▸ **Brano da leggere**
____________________

IL
difetto di emancipazione, l'omosessualità
Il
figlio di Mary
Quale
differenza tra Pinocchio e la mostruosità distruttiva di
Frankenstein! L'altro famoso parto fantastico della
letteratura opera di Mary Shelley (1818).
Si fa ancora fatica a capire che non vi è fantasia che non
sia men che reale, che non c'è realtà virtuale che non sia
anch'essa parte integrante del vero. Il mito di Frankenstein
non può che appartenere alla materialità delle proiezioni
umane. Come Pinocchio, è l'artificio di una fantasia reale
che elude, per ipotesi fantastica, la strettoia fisiologica
del parto. In questo caso però la negazione del parto è
sorretta da una distorta idealità della conoscenza umana,
è motivata da fantasie di negazione del ruolo materno,
vissuto come distruttivo sul piano sociale, senza neppure
essere veicolo di una disposizione d'amore verso il figlio.

____________________

▸ **Materiale**
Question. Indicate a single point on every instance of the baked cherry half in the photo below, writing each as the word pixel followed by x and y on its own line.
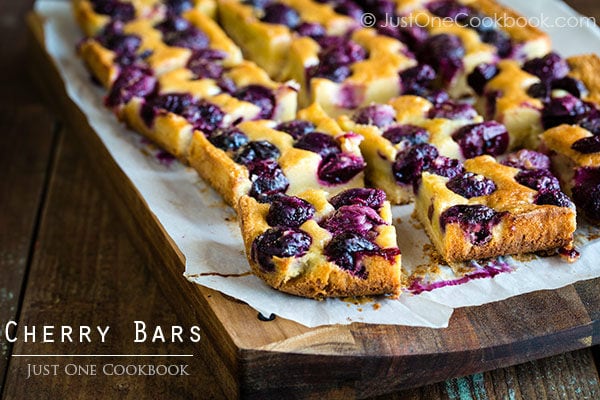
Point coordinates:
pixel 476 221
pixel 279 242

____________________

▸ **Istruzioni**
[A] Riassuma in due frasi il brano sul mito di Frankenstein.
[B] Estragga dal brano sul mito di Frankenstein il passo che comincia con "Si fa ancora" e prosegue fino a "verso il figlio.".

▸ **Risposte all'esercizio**
[A] Il brano contrappone Pinocchio alla mostruosità distruttiva di Frankenstein, opera di Mary Shelley (1818), e sostiene che ogni fantasia è reale, sicché il mito di Frankenstein appartiene alla materialità delle proiezioni umane. Come Pinocchio, esso elude la strettoia fisiologica del parto, ma qui la negazione del parto poggia su una distorta idealità della conoscenza umana e su fantasie di negazione del ruolo materno, vissuto come socialmente distruttivo e privo di una disposizione d'amore verso il figlio.

[B]
Si fa ancora fatica a capire che non vi è fantasia che non
sia men che reale, che non c'è realtà virtuale che non sia
anch'essa parte integrante del vero. Il mito di Frankenstein
non può che appartenere alla materialità delle proiezioni
umane. Come Pinocchio, è l'artificio di una fantasia reale
che elude, per ipotesi fantastica, la strettoia fisiologica
del parto. In questo caso però la negazione del parto è
sorretta da una distorta idealità della conoscenza umana,
è motivata da fantasie di negazione del ruolo materno,
vissuto come distruttivo sul piano sociale, senza neppure
essere veicolo di una disposizione d'amore verso il figlio.